▸ **Source extract**:
******************************

Metallgesellschaft and Trend Following

Do you think a systematic trading approach could have brought one of Germany’s largest company to its knees? Unfortunately for Metallgesellschaft (MG), a German metals and oils conglomerate, it happened. MG was long crude oil futures on New York Mercantile Exchange (NYMEX) most of 1993. They lost, depending on the estimate or source, $1.3 to $2.1 billion dollars. Those traders in short crude oil futures made the money MG lost. It’s a zero-sum game. If you trade like the mindless majority, you lose. MG traded like the majority.

During the course of 1993 crude oil futures had a steady slow decline from May through December (see chart A). A move such as the crude decline is not necessarily unusual, but this time was different. Why? There is always someone on either side of a futures trade. The difficulty lies in determining who is on the opposite side of a trade if one side is known. We know MG lost as crude prices dropped, but who won the other side of the trade and how? More important, can the individual investor or trader benefit from an understanding of who won and how? In the aftermath of MG losses a variety of explanations developed. People were treated to academic mumbo jumbo from MBA programs as to why MG lost money and numerous articles condemning futures and their speculative nature. The actual explanation is simply that MG were not good traders. However, this case is a primer not because MG lost but because someone else won.

Trend following played the hand in MG’s defeat. Trend followers left a performance trail of their activities over the course of 1993. The job of explaining this is made easy by the near 100% correlated performances (see chart B).

Chart B
6-93
7-93
8-93
9-93
10-93
11-93
12-93
Abraham
-1.2
6.6
-5.3
1.2
-6.6
3.5
12.5
Chesapeake
1.0
9.5
5.8
-2.7
-0.1
1.1
5.8
EMC
-1.5
22.0
9.3
-2.9
-2.0
-2.4
8.2
JPD
-6.9
10.2
-2.1
-4.1
-2.0
2.7
8.6
Rabar Market
-1.3
14.8
-3.9
-4.1
-6.0
5.6
10.1
Saxon
-2.7
20.5
-14.3
-2.1
-1.1
6.6
17.1
Sjo
8.0
4.3
12.6
-11.4
-1.3
-0.9
6.0

There is slight variation in performance data due to differing levels of leverage employed by trend followers, but the key to the explanation lies in the months of July 93, December 93 and January 94. Those months don’t require much more than a glance at the correlation to confirm the similarity in the strategies employed. They all made money in July and December, and all lost in January. How did trend followers position themselves to benefit from a completely unforeseen event (MG’s bad trading plan)? Here are some insights as to why:

– Trend followers don’t predict market movement, they react to it. May and June showed downward crude pressure and trend followers followed the trend. They have limits on market sectors and risk limits on the total portfolio as well. Position sizes are based on the amount of money under management.

******************************

▸ **Material provided**:
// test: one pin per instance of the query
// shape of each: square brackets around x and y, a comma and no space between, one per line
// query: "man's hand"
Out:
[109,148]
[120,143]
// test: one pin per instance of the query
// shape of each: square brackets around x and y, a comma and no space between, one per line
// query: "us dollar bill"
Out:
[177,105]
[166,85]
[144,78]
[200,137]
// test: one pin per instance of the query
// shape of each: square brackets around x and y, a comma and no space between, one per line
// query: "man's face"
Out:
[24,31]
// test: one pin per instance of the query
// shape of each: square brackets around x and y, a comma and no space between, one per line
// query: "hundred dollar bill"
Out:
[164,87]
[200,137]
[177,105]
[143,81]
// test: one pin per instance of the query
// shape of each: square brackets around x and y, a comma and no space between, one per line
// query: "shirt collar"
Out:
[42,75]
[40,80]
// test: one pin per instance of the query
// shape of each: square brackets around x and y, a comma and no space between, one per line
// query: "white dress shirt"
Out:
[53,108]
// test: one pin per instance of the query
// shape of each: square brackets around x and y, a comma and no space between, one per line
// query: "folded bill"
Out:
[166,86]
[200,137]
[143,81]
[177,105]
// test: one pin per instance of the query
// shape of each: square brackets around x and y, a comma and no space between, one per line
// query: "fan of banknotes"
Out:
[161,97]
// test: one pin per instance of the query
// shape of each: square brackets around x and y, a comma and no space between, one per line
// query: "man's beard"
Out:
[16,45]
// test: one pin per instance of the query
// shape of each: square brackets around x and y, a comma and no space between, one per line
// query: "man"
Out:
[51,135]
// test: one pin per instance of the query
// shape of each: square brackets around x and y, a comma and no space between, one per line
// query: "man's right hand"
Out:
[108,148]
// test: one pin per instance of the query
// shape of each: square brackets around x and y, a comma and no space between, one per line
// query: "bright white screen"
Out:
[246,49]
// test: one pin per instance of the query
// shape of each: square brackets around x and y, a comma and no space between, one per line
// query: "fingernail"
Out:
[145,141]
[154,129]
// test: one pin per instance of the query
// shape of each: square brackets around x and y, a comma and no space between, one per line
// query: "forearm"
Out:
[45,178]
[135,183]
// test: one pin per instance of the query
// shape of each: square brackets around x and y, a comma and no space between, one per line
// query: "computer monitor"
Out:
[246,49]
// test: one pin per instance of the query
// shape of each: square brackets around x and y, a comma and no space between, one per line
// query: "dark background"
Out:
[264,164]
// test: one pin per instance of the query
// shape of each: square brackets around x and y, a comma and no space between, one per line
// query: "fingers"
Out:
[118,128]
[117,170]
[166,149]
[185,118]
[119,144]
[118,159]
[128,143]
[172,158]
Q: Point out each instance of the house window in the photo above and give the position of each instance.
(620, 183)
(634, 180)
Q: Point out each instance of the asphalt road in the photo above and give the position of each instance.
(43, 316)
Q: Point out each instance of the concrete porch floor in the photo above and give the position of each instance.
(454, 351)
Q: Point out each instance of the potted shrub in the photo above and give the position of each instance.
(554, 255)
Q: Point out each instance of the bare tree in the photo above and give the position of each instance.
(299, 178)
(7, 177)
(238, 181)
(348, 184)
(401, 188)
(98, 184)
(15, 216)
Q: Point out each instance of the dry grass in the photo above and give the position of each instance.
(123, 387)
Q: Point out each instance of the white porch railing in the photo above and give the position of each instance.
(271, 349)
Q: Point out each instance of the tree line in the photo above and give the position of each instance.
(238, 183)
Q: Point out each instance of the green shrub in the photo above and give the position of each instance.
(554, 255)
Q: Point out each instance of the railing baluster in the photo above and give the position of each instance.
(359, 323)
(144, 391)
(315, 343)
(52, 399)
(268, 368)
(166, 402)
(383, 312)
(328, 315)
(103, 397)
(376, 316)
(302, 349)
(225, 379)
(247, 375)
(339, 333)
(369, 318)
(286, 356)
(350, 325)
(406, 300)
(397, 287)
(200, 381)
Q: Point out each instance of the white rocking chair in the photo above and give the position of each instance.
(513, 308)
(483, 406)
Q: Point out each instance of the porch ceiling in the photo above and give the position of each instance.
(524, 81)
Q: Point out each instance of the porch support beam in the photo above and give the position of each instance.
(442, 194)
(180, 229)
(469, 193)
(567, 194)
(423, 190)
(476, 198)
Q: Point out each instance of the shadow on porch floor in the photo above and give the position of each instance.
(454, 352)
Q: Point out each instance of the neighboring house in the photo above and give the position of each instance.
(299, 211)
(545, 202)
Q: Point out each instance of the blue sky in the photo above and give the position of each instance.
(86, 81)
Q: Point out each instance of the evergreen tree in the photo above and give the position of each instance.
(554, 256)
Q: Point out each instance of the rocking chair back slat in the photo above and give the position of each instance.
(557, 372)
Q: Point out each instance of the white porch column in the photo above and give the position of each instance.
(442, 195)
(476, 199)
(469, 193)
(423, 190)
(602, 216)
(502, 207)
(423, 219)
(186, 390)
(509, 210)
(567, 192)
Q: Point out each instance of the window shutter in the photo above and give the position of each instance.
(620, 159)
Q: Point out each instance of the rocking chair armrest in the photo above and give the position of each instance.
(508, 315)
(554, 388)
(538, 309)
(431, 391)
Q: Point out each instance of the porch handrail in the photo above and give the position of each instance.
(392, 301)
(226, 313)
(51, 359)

******************************

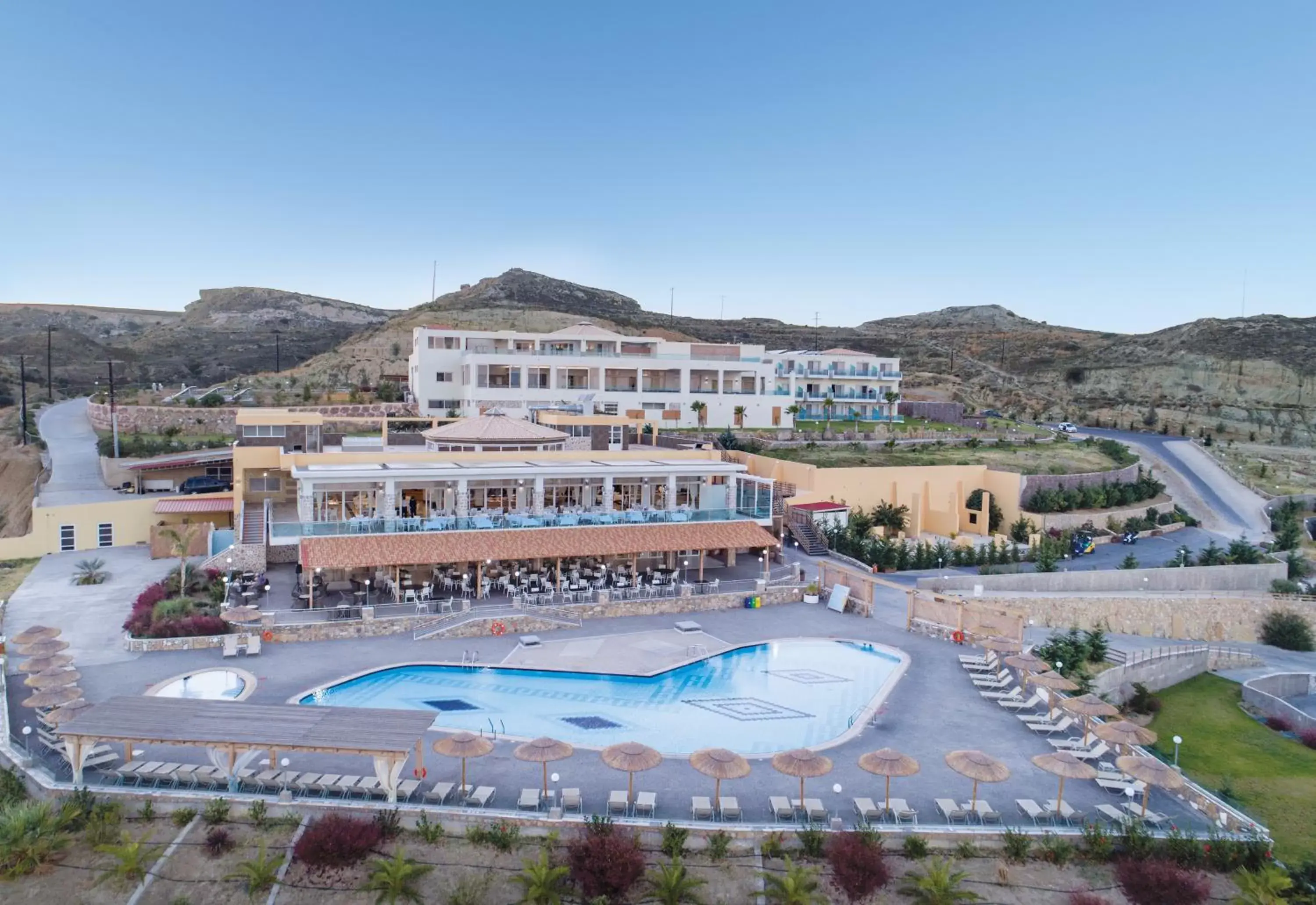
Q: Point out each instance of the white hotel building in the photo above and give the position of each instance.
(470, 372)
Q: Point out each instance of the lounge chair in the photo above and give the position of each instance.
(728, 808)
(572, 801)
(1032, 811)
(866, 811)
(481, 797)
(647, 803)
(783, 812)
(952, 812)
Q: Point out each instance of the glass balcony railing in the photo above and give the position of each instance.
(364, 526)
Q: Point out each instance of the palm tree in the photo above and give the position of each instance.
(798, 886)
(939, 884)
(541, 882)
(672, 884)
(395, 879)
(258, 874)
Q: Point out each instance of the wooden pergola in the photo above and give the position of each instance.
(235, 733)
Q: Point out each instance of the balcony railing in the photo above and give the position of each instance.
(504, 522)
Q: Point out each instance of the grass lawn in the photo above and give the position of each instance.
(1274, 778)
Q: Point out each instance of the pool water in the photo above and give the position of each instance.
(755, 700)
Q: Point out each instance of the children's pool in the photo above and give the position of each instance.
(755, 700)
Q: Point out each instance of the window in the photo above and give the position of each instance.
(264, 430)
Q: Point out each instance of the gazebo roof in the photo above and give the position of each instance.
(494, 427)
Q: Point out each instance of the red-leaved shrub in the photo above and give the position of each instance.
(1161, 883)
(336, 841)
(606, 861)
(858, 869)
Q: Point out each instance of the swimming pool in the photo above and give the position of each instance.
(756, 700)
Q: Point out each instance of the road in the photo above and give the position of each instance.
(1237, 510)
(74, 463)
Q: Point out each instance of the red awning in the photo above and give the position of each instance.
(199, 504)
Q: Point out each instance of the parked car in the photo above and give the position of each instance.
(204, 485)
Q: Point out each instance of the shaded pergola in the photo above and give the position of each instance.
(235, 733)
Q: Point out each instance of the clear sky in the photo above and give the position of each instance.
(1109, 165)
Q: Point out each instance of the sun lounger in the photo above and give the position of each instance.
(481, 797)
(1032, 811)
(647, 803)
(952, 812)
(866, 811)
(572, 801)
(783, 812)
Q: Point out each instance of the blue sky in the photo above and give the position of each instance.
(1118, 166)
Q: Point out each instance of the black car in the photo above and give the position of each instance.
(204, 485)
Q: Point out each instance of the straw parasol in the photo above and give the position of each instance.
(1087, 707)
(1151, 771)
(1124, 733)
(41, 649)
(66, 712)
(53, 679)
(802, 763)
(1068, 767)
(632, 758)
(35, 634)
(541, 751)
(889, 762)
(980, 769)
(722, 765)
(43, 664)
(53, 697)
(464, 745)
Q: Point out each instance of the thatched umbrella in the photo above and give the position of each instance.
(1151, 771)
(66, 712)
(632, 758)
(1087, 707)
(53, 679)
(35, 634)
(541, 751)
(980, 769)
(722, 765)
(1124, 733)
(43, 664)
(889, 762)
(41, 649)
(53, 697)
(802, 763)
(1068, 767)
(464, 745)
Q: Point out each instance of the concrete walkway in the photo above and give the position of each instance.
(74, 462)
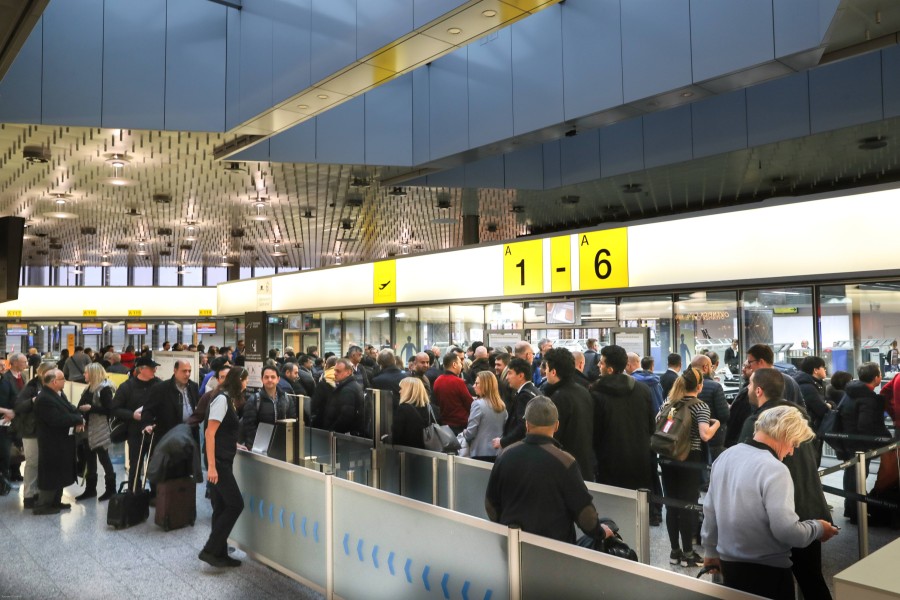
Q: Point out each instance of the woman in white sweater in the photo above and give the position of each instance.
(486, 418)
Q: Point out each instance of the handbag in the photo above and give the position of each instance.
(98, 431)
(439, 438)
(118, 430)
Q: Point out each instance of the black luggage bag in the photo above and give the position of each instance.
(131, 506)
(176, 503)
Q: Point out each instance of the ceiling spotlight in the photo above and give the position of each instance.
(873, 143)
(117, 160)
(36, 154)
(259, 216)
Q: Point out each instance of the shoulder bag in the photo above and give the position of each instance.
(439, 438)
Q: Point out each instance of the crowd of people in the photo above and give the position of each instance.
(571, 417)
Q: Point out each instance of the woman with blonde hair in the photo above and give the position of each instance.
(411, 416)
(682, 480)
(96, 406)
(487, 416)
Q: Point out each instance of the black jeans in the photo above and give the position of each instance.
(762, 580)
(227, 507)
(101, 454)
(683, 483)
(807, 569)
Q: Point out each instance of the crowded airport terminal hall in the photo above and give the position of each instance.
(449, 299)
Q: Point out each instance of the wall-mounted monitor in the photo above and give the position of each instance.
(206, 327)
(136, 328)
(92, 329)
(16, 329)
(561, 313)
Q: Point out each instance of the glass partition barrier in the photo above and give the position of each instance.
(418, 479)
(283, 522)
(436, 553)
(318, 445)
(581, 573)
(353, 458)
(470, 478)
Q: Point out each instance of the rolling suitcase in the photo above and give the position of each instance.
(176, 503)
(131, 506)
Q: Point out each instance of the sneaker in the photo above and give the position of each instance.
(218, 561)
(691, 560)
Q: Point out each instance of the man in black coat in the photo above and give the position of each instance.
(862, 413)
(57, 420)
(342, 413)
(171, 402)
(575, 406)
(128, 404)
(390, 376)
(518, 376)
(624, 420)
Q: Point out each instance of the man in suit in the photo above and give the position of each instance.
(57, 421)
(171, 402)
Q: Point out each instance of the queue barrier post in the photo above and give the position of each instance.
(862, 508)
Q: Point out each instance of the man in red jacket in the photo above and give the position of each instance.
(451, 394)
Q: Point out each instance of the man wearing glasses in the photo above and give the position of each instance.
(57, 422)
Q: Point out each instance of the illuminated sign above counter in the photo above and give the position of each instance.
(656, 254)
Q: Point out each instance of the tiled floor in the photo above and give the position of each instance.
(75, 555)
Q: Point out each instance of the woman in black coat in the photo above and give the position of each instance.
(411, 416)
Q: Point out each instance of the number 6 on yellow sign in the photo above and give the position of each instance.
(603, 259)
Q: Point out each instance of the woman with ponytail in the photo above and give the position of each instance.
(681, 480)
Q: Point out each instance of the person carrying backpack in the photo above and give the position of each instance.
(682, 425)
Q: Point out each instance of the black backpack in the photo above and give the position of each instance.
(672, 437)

******************************

▸ **Aim**:
Pick up the article on Metallgesellschaft and trend following where it stops, and continue it in the same style.

▸ **Written response**:
– Every day trend followers know how many contracts must be on based on total capital. The key to their strategy is to place good profits at risk to participate fully in a trend. For example, after trend followers initiated positions and were rewarded with strong profits in July, they were willing to risk those profits again, which is what they did with their crude oil positions.

– Trend followers will risk 100% of the profit in a trade. For example, in August with nice profits in hand, they would have been willing to risk all of their profits and still lose a fixed % based on the original stop.

– Trend followers are willing to let profits on the table turn into losses. Trend followers let the market tell them when the trend is over (i.e. Jan-94).

– Trend followers don’t favor liquidation. They want to capture 60-70% of a trend, not just 15%. Big money is made in the big moves. For example, trend followers want to hold silver as it moves from $6 to $30, not just hold it from $6 to $9.

The July Entry

Examine the crude oil chart and the performance chart. Trend followers all entered in the May and June 93 period and then, in July, the market nose dived. Trend followers were now in for the long haul with a fantastic and very profitable short position firmly established. What’s the lesson? If trend followers had not been profitable, but had lost their maximum percent allowable instead, they would have taken their losses and exited.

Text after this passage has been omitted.